Problem statement >>
Continue the text about Shawna Ristic's near-death experience from the point where it stops.

Reading text >>
•••••
Sometimes life whispers to us long before we know how to listen. A creaking stair, a flicker of unseen movement, a peculiar knowing that something more exists just beyond the veil. On today’s episode, we welcome Shawna Ristic, a woman whose near-death experience opened a doorway into the profound truth of who we are. Shawna is an intuitive healer and NDE experiencer whose journey through trauma, spiritual contact, and miraculous recovery awakened her mission to help others heal.

In this profound conversation, Shawna Ristic begins by revisiting a childhood filled with unexplained knocks, rattling drawers, and disincarnate visitors. As a young girl, she tried to share these experiences, only to be told it was “just her imagination.” And yet, the universe has a strange sense of timing. Even as she attempted to shut down her intuitive sensitivity, life continued nudging her toward a deeper understanding of her own gifts. But fear—especially spiritual fear—has a way of closing us off from our true nature. As she grew older, she layered herself with normalcy: modeling, working, trying to fit into a world that seemed uninterested in the unseen realms.

Her early adulthood unfolded like a storm brewing under a calm surface. Economic struggles, confusion about her purpose, and the lure of fast money led her to work as a dancer. She shares this with complete honesty, not as a confession, but as a truth. It shaped her. It exhausted her. Eventually, she reached a point of deep internal conflict, sensing that she wasn’t living the life she came here to live. As she put it, “I know I came here for a reason… but this place is really hard.” The weight of that acknowledgment became a turning point. Something inside her whispered that a change—perhaps a drastic one—was coming.
•••••
Data records >>
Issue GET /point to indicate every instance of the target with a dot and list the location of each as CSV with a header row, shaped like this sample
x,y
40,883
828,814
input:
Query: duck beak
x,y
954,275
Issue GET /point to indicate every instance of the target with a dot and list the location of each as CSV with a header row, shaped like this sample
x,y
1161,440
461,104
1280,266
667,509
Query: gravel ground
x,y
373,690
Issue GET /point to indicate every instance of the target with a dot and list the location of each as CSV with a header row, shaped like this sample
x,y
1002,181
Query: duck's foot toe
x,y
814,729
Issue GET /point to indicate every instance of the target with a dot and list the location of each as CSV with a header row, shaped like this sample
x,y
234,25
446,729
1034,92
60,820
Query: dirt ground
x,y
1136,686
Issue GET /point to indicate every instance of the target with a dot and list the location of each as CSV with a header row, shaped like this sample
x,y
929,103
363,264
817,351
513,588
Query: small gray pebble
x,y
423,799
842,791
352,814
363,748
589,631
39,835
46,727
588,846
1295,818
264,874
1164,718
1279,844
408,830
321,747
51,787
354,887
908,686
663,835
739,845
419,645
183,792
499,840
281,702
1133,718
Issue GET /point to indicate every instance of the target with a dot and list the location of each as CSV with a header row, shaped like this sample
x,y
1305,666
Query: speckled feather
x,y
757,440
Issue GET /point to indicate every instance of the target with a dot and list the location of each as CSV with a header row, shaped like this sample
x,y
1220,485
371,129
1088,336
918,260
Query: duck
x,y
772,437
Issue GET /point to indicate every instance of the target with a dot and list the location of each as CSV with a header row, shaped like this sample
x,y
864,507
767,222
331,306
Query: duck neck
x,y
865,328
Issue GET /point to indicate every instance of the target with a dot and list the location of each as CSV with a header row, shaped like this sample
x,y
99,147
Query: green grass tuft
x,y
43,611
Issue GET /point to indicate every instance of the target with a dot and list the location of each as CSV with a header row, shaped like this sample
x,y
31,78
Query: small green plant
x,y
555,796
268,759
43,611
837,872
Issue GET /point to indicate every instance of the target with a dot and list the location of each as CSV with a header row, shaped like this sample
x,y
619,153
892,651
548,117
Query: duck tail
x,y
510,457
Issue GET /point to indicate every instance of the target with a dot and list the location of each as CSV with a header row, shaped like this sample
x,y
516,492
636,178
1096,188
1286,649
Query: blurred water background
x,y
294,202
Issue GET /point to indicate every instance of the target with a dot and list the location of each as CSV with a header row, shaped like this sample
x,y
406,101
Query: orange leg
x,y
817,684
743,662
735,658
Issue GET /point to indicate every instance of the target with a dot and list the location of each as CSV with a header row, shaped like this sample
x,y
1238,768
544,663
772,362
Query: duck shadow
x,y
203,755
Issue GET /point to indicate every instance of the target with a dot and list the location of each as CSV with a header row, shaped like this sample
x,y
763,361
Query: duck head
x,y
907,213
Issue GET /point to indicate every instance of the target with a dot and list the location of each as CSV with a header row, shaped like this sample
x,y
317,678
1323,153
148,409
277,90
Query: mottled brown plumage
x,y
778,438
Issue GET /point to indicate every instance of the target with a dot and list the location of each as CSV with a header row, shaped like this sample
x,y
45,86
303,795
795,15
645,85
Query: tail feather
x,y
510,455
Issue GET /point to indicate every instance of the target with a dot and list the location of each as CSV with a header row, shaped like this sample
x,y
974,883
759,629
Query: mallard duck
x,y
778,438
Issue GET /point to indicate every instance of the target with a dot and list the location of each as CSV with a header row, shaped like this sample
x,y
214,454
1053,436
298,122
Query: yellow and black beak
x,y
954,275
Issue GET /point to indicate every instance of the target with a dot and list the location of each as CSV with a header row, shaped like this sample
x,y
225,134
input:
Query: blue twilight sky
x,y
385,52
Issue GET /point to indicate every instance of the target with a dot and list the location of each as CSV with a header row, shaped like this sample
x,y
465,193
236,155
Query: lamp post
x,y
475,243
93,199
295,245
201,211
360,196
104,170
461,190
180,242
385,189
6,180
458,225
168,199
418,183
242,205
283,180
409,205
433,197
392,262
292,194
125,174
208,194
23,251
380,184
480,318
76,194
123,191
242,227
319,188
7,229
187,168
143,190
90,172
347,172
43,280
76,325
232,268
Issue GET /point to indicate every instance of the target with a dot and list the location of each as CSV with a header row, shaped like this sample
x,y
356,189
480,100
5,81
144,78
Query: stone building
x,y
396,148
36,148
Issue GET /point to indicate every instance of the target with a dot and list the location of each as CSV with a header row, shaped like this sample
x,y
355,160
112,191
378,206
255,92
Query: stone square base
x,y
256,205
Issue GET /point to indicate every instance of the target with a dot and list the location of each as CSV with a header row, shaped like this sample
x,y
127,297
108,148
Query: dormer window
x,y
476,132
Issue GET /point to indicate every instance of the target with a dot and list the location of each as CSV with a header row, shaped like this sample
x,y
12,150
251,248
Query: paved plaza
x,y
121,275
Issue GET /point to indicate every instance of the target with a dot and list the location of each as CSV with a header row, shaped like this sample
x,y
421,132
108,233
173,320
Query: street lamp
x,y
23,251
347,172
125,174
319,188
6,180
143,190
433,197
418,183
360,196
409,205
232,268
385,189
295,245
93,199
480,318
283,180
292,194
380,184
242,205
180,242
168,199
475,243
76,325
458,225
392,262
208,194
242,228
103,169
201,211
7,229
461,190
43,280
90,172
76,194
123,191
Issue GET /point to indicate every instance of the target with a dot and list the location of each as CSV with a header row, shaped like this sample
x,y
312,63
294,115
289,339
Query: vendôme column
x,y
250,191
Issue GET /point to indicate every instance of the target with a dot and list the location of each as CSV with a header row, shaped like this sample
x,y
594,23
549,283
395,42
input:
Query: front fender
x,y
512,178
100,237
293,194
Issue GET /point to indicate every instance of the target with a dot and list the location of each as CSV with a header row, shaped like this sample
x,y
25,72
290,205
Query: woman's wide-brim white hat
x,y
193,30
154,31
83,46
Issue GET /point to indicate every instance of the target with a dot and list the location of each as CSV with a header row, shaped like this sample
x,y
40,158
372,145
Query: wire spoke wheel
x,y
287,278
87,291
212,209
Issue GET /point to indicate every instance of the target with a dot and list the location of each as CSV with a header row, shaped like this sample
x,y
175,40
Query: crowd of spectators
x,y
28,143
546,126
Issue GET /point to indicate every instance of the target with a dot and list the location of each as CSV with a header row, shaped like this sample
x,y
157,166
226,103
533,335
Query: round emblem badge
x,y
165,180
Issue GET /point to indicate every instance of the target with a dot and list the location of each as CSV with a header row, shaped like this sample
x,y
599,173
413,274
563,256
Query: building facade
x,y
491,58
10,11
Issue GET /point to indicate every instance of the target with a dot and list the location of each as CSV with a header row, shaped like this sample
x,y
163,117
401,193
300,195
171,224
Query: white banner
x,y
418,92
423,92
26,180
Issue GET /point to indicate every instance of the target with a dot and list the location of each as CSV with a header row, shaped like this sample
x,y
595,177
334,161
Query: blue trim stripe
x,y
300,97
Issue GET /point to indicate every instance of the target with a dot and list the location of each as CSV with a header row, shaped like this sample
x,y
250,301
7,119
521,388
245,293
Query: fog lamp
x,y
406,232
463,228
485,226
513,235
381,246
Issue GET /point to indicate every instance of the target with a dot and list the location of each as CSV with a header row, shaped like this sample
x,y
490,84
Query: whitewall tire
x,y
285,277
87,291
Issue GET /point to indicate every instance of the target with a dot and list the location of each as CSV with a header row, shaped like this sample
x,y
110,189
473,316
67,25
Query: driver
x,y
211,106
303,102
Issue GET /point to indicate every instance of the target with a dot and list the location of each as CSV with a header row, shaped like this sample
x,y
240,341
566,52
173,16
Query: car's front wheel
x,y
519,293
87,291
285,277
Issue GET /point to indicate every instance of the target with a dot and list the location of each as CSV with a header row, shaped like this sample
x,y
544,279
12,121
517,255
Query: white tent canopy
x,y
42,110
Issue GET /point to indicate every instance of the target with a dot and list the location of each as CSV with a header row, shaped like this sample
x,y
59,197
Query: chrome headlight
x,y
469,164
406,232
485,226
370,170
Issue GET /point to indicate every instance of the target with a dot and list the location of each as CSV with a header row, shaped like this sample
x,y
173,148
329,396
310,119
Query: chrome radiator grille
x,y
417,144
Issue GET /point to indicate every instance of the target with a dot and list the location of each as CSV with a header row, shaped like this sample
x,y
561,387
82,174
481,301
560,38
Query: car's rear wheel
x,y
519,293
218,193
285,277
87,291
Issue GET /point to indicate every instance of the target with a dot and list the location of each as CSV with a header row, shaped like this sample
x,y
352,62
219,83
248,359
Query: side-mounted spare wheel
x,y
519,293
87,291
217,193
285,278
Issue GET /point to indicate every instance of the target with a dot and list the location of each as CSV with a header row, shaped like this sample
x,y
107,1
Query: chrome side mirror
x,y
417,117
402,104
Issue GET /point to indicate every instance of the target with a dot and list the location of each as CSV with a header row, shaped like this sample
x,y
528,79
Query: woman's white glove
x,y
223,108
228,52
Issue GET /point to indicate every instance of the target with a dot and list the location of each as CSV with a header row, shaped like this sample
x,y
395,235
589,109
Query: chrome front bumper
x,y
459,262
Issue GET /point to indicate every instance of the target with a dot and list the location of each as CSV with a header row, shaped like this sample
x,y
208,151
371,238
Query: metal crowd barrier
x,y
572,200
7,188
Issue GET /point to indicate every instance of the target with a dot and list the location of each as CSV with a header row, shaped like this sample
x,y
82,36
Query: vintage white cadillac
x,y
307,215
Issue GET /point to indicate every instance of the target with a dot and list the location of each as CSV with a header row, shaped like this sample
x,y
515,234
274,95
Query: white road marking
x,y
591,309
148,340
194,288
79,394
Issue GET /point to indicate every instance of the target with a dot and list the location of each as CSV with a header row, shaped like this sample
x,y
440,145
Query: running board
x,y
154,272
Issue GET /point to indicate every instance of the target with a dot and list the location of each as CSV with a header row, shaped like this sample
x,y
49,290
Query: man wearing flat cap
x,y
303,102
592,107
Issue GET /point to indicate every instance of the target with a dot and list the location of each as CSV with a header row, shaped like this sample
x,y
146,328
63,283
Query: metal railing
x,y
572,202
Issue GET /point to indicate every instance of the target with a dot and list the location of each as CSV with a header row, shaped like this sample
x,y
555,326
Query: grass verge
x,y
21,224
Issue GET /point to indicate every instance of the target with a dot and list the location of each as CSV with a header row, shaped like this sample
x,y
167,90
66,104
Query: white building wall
•••••
Answer below >>
That whisper took form the night she dreamed—or foresaw—a terrible car accident. She brushed the thought away, trying to keep her feet on solid ground. Yet life has a way of honoring the messages it sends. On Christmas Day, rushing out the door, late and distracted, she found herself barreling down the highway. A split-second choice to reach for her phone sent her car spiraling, flipping end over end across lanes of traffic. When rescuers reached her, she lay face down in the snow, blood pooling, turning blue. Two nurses—one behind her, another approaching from the opposite lane—arrived instantly, like guardian angels disguised as passersby.

What followed was not just physical trauma but an extraordinary spiritual transition. She remembers rising above her body, drifting in a swirl of white light and hazy colors. There, she encountered six tall beings—luminous, loving, familiar. They radiated a kind of unconditional acceptance rarely encountered on Earth. “They emanated love,” she recalls. “Not the kind coated in expectations, but real love—pure okayness.” These beings lifted her spirit from her body and embraced her like long-lost family. Their presence was not a vision but a homecoming.

As she stood with them in that bright, otherworldly space, they showed her glimpses of her life—moments she had forgotten, moments where her actions had impacted others more deeply than she realized. She felt the pain she caused, the love she missed, and the interconnectedness of every choice. They also showed her what would happen on Earth if she chose not to return. The effect of a single life leaving the grid ripples outward like a surge through a city’s power lines—altering countless lives, especially those closest to her. In that vision, she saw her brother’s future fracture, her relationships echo with absence, and a long arc of loss trailing behind her departure.

She wanted to stay in that realm of light, unity, and peace. Who wouldn’t? But the sight of her mother holding her hand in the hospital pierced through the veil. She felt her mother’s grief as if it were her own. She felt the prayers of strangers, the hope of friends, the collective pull of hundreds of hearts calling her back through love. She realized she wasn’t done. There was still work to do, still healing to bring, still a mission to fulfill.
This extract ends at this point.